- Data extract -
══════

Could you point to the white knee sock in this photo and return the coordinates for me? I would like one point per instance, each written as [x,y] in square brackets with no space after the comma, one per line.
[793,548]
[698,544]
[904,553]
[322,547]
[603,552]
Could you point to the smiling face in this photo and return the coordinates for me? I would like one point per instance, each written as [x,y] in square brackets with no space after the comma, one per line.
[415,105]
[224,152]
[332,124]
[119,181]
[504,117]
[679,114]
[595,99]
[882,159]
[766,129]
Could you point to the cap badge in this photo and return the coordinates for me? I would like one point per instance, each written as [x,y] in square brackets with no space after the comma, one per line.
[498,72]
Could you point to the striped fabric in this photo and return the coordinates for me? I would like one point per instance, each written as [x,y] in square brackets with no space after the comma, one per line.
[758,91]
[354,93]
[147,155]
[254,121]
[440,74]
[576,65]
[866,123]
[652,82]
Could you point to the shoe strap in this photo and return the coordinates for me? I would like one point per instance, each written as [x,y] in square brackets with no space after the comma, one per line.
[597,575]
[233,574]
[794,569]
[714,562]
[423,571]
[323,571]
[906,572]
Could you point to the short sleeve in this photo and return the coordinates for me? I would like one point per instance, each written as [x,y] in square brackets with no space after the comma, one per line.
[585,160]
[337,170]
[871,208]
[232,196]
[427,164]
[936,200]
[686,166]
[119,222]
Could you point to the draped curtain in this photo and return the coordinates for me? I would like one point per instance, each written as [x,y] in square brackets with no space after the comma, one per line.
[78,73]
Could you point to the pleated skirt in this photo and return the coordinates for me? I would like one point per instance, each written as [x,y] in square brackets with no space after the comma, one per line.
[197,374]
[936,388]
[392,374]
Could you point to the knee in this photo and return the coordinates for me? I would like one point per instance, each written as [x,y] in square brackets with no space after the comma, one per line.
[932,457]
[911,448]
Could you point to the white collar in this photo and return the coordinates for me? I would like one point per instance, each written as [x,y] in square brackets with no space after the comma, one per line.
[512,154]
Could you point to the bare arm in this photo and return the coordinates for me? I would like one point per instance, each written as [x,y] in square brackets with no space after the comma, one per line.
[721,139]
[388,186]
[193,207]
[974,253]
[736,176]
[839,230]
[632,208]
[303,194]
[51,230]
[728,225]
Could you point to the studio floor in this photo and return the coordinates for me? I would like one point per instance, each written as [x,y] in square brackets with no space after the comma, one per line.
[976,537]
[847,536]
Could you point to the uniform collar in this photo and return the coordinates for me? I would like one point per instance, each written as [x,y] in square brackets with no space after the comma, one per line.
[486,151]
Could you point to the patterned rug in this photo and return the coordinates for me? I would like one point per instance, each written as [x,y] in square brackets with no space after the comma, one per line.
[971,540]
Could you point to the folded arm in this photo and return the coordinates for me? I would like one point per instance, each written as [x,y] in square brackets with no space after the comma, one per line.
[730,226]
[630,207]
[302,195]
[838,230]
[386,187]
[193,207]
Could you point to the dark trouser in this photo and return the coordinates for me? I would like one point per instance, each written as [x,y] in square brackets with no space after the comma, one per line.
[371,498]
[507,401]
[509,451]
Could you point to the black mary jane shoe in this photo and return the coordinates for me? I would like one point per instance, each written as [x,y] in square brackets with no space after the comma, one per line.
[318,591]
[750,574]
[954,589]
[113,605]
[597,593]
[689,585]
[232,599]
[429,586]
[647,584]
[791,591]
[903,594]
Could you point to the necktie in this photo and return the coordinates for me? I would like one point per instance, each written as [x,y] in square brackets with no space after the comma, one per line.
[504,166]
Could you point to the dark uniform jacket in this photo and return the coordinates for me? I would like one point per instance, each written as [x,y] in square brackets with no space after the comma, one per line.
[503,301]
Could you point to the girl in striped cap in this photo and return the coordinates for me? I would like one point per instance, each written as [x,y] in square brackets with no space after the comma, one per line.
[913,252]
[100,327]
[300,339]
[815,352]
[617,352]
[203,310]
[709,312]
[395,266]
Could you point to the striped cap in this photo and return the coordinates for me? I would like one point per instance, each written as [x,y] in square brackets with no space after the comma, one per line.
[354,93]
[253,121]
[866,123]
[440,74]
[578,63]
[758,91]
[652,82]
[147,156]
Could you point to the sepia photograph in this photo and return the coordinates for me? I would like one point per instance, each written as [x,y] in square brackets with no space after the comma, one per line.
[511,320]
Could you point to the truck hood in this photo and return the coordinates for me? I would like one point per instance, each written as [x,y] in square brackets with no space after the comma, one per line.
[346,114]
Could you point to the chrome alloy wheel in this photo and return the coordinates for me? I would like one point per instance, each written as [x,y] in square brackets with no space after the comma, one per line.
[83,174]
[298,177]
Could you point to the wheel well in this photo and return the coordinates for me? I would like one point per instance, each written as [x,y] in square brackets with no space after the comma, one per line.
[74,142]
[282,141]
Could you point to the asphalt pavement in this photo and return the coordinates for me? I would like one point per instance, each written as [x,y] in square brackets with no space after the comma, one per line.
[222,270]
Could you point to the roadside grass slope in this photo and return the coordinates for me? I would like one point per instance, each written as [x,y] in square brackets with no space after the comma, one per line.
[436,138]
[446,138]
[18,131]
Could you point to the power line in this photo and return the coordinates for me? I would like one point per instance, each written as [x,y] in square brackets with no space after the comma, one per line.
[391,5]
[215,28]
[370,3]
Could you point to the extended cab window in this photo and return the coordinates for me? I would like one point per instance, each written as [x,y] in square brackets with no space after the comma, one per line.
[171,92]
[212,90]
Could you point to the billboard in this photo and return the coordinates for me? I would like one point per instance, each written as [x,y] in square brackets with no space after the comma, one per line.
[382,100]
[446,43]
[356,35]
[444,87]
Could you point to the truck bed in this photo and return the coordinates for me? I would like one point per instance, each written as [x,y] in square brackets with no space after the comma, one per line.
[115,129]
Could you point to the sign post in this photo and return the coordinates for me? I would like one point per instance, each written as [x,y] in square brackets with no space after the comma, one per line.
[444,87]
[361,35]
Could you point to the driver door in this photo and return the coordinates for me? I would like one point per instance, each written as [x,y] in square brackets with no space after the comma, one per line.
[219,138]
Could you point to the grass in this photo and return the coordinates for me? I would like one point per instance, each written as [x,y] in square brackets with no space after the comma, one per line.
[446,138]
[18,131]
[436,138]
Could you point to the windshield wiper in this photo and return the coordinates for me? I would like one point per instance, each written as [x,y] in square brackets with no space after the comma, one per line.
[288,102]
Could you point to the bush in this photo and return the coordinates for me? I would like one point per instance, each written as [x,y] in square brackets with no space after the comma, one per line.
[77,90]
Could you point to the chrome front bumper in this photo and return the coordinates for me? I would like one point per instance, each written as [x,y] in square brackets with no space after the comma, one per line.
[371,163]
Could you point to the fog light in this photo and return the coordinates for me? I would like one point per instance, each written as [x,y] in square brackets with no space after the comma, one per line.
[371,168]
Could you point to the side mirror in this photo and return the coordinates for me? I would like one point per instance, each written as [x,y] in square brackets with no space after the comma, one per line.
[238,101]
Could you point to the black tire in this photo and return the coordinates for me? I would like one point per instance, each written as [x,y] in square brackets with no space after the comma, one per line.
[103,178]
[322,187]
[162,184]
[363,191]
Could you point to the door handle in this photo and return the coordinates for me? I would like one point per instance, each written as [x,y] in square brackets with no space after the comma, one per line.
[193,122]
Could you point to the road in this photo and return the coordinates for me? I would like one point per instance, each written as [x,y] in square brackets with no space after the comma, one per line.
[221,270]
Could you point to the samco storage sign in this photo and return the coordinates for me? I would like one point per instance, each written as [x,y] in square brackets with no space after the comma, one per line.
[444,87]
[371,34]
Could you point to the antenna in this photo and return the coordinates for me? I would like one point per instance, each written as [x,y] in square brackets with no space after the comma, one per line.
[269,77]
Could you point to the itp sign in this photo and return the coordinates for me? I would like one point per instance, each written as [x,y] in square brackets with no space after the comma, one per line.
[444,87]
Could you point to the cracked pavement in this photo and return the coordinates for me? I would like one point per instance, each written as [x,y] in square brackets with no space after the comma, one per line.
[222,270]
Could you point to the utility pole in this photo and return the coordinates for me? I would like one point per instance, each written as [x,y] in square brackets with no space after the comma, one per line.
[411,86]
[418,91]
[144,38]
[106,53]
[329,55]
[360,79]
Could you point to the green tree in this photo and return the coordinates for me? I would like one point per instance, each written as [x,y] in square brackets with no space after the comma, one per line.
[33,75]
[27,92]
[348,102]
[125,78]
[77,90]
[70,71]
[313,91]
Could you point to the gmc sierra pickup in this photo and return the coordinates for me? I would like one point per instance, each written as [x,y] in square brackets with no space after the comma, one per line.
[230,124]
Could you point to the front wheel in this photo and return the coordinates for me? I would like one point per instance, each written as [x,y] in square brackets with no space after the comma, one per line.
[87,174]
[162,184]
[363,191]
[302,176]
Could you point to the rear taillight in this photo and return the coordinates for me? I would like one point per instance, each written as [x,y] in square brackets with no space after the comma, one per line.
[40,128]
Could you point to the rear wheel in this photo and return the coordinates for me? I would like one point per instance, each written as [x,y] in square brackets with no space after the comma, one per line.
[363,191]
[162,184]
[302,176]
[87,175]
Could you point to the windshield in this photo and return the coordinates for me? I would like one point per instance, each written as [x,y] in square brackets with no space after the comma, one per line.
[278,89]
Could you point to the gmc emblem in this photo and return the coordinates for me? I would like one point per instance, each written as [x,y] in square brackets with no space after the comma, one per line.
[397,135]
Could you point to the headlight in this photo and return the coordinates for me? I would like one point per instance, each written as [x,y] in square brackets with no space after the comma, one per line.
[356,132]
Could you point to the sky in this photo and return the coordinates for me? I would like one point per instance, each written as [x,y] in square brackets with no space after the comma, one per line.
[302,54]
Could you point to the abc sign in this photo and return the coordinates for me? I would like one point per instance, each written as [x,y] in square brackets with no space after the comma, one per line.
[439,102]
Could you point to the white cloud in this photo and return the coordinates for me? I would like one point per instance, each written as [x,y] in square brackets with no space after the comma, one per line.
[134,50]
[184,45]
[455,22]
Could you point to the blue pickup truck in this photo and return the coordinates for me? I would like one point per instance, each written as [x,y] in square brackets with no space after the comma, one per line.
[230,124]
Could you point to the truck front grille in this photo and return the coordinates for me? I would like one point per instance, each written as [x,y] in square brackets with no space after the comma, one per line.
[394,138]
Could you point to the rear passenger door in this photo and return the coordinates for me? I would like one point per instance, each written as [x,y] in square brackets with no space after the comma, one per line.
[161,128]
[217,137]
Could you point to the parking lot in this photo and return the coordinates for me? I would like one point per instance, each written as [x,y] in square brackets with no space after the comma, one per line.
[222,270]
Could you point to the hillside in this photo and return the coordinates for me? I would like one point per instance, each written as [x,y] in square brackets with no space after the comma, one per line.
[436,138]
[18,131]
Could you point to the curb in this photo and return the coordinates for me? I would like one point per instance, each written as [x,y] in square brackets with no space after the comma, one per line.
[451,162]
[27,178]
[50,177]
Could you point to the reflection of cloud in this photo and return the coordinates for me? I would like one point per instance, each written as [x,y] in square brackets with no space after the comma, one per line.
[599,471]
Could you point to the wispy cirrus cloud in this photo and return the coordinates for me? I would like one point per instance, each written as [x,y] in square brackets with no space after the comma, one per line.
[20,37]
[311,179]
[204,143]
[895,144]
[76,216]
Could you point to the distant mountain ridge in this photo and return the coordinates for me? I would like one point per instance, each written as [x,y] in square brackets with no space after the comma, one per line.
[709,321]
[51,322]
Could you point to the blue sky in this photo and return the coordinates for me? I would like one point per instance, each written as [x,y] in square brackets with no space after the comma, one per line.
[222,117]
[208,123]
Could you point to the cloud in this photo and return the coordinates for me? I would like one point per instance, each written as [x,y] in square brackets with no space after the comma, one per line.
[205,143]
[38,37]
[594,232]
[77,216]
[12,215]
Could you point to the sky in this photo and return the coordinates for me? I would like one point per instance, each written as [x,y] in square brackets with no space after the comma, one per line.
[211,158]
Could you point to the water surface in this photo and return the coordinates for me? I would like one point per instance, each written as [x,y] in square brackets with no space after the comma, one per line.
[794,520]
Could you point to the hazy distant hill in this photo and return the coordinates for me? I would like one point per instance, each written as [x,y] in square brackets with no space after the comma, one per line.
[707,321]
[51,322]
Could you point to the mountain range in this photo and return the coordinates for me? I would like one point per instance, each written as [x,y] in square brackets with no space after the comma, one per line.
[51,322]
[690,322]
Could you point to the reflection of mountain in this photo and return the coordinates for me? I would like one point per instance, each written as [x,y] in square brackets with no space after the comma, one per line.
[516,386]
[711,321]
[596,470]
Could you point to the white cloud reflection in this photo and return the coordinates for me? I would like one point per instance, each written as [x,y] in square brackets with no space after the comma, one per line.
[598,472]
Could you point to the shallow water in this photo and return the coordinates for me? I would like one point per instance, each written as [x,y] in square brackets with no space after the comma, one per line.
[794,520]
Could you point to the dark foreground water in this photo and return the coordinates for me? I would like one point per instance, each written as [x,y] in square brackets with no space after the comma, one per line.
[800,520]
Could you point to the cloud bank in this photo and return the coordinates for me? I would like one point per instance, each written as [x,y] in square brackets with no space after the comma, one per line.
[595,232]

══════

- Task to complete -
Nothing but the lines from the one with "Could you point to the reflection of mountain" through the last line of the data should appear; print them exactly.

- Answer space -
Could you point to the reflection of mountain in this photo and return the coordinates for me? I would like one point per instance, each written as [x,y] in square brackets with no space after the comma, one per line.
[516,386]
[711,321]
[596,470]
Could you point to the white cloud reflection in this photo and return the coordinates for me? I would like one point per instance, each written as [x,y] in square brackets with no space after the comma, one per line.
[598,472]
Could you point to the shallow water in this photo and return the coordinates for me? I would like one point per instance, each written as [x,y] in square brackets with no space after the comma, one per line.
[794,520]
Could you point to the dark foreground water in this photo and return the coordinates for me? I would like one point per instance, each written as [x,y] in square brackets with no space after the comma, one per line.
[800,520]
Could you point to the cloud bank in this photo and return the coordinates for me? I would like one point per instance, each written as [x,y] in square brackets with no space after the comma, one per line.
[595,232]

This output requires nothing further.